* PROVIDED TEXT
Brooke Grasso
LV Life Editor
As part of the Social Justice Lecture Series, Dr. Joel Fuhrman educated a crowd of more than 200 people with his presentation “Optimize or Destroy Brain Potential with Food.”
Fuhrman emphasized the importance of a micronutrient-rich diet, highlighting the unhealthy eating habits of many Americans throughout his lecture Oct. 26 in the Campus Center Ballroom.
“Only 2 percent of our population is normal weight by eating healthy and living a healthy lifestyle,” Fuhrman said. “So when we study Americans, we study a very sick population.”
The standard American diet consists of 54 percent processed food, 32 percent animal fat, 11 percent vegetables, fruit and nuts and 4 percent whole grains, Fuhrman said.
“This diet couldn’t be better designed if it was made by ISIS to kill us,” Fuhrman said.
Fuhrman highlighted the difference between a diet focused on micronutrients versus a diet full of macronutrients.
Macronutrients include protein, carbs and fat while vitamins, minerals and antioxidants are included in a micronutrient-based diet.
Eating more micronutrients naturally suppresses hunger, while macronutrients are addicting and take longer to suppress hunger.
When a large amount of macronutrients such as oil and white flour enter the blood stream quickly, it affects brain function, Fuhrman said.
It stimulates dopamine receptors in the brain, which can make the person feel high and then seek to reproduce that sensation.
“We do know for many people that mental health and learning can be directly correlated with food, and as Dr. Fuhrman says, we are deciding our mental health by what is on our fork,” said Nicole Elliot, visiting professor of education and human development.
Scientists add oil to french fry batter, add sugar to meat and put salt in Coca-Cola to make them more addicting, Fuhrman said.
Although many people believe moderate consumption of unhealthy food is okay, Fuhrman said that studies show that even one serving of commercial fast food can increase the risk of breast cancer by 45 percent.
The carcinogens in the food are so powerful that even people who make the food and inhale fumes can get lung inflammation.

* EXERCISE OBJECTIVE
Continue the article about Dr. Joel Fuhrman's lecture on food and brain potential, starting right after its final sentence. The data that follows was taken from a separate source and is unrelated to the article.

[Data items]
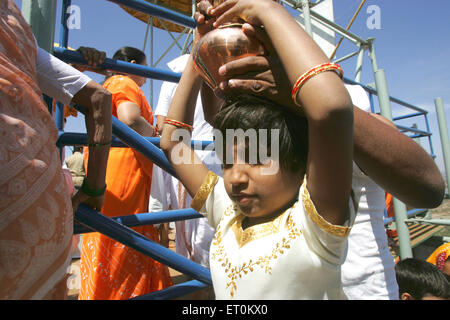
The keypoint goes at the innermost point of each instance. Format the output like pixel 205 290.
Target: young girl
pixel 280 235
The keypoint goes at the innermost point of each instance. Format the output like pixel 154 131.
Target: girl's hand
pixel 258 75
pixel 246 10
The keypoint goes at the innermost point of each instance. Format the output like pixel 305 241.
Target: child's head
pixel 268 137
pixel 420 280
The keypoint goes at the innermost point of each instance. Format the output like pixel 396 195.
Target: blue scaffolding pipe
pixel 63 29
pixel 158 11
pixel 134 140
pixel 427 124
pixel 140 144
pixel 80 139
pixel 142 219
pixel 72 56
pixel 407 116
pixel 392 99
pixel 107 226
pixel 174 291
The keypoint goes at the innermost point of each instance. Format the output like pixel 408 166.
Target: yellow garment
pixel 111 270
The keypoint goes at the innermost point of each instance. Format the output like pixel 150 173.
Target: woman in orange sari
pixel 441 258
pixel 36 212
pixel 111 270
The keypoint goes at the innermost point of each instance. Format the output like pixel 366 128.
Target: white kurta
pixel 296 256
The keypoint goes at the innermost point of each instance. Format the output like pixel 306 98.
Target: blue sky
pixel 412 46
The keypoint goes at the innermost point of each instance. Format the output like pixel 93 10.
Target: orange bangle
pixel 313 72
pixel 178 124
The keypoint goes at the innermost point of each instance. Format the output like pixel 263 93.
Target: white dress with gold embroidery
pixel 295 256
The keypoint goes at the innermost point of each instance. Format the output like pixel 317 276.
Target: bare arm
pixel 191 172
pixel 129 113
pixel 97 102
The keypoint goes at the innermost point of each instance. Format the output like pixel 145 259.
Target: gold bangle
pixel 313 72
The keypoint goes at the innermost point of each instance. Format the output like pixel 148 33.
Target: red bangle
pixel 178 124
pixel 313 72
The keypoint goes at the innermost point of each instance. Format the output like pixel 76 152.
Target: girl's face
pixel 260 196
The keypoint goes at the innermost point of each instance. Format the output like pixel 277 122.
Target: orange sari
pixel 36 219
pixel 111 270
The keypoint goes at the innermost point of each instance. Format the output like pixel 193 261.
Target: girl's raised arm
pixel 175 140
pixel 324 99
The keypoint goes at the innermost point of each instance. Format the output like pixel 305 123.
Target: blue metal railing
pixel 118 228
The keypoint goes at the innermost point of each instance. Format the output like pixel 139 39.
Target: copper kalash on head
pixel 219 46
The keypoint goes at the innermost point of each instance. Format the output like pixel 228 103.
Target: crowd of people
pixel 312 229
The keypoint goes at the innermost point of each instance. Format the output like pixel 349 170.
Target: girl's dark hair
pixel 128 54
pixel 420 278
pixel 250 112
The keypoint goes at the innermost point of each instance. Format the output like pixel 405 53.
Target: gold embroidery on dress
pixel 263 262
pixel 204 191
pixel 318 219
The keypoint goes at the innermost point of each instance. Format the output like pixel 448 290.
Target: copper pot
pixel 219 46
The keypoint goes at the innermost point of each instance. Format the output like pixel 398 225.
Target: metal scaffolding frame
pixel 118 228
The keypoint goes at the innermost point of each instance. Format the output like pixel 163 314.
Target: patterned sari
pixel 36 218
pixel 109 269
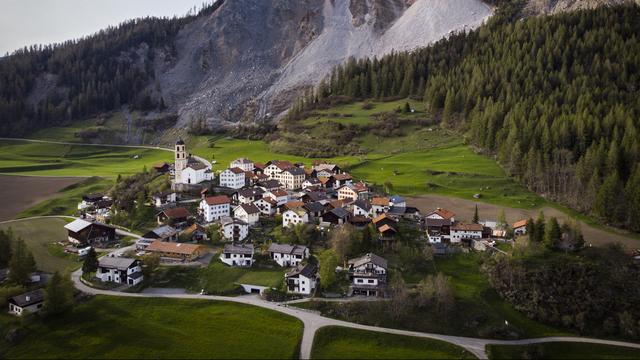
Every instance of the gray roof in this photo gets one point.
(295, 171)
(238, 249)
(287, 249)
(116, 262)
(308, 270)
(363, 204)
(34, 297)
(164, 231)
(369, 258)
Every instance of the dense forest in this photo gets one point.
(96, 74)
(555, 99)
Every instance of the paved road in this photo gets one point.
(312, 321)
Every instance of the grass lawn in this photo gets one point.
(42, 159)
(109, 327)
(66, 201)
(335, 342)
(562, 350)
(40, 235)
(217, 278)
(472, 287)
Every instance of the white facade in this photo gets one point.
(244, 164)
(250, 218)
(294, 217)
(195, 175)
(213, 212)
(233, 178)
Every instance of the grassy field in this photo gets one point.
(561, 350)
(65, 202)
(120, 328)
(40, 235)
(43, 159)
(343, 343)
(217, 278)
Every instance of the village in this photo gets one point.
(238, 204)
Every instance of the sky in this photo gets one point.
(28, 22)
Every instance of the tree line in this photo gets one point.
(43, 86)
(554, 98)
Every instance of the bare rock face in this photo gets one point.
(251, 58)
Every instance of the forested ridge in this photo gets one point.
(556, 99)
(89, 76)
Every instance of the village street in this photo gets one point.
(312, 321)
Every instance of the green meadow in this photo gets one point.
(46, 159)
(141, 328)
(561, 350)
(334, 342)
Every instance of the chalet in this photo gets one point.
(315, 209)
(279, 196)
(275, 167)
(163, 233)
(233, 178)
(361, 208)
(294, 217)
(196, 173)
(465, 232)
(249, 195)
(249, 213)
(176, 251)
(84, 233)
(214, 207)
(438, 225)
(353, 191)
(119, 270)
(520, 227)
(237, 255)
(161, 168)
(164, 198)
(233, 229)
(337, 216)
(379, 205)
(341, 180)
(270, 185)
(29, 302)
(267, 206)
(368, 275)
(292, 178)
(195, 232)
(302, 280)
(288, 255)
(173, 216)
(90, 200)
(242, 163)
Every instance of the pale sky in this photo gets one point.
(28, 22)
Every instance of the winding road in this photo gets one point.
(313, 321)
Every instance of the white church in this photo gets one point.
(189, 170)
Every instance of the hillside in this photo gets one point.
(236, 60)
(555, 99)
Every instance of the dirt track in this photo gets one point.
(464, 210)
(20, 192)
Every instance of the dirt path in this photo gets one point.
(21, 192)
(464, 211)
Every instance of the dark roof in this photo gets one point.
(308, 270)
(363, 204)
(176, 213)
(238, 249)
(34, 297)
(287, 249)
(250, 208)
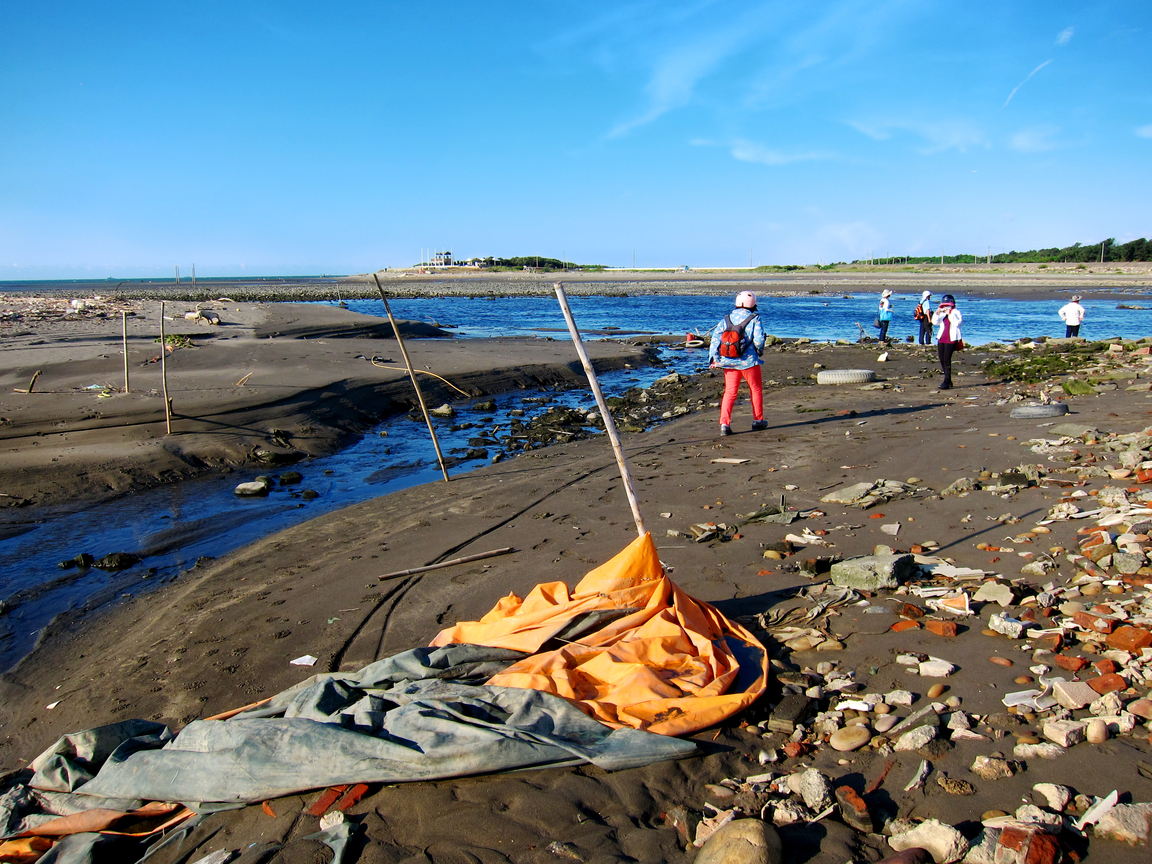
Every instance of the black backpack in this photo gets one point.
(733, 340)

* ANSWER SPACE
“They eventually had to use lab animals to see ‘what can we add to the food to make animals not stop eating it,’ and now they don’t have to use those animals anymore, because they have humans,” Fuhrman said.
Transitioning to a healthier diet is not as easy as cutting processed foods.
Trying to stop a food addiction can lead to detoxification and withdrawal.
Fatigue and anxiety occur when the body tries to detox from an overconsumption of unhealthy food.
The unhealthier someone eats, the more uncomfortable it is to try to stop, Fuhrman said.
A growling stomach, headache and weakness are not feelings of hunger, but of toxic hunger when the body is trying to detox, he added.
“It’s your addictions that prevent you from solving problems in your life, it’s your addictions that magnify stresses,” he said. “It’s your addictions that put a cloud of negativity on your life, it’s your addictions that take away your ability to come up with creative solutions.”
Fuhrman recommended his G-BOMB diet which includes greens, beans, onions, mushrooms and berries.
Unfortunately some areas known as food deserts do not have access to the recommended healthy foods.
Food deserts are typically low-income minority neighborhoods.
Their inability to get local healthy food often leads to years being shaved off of their lives, he said.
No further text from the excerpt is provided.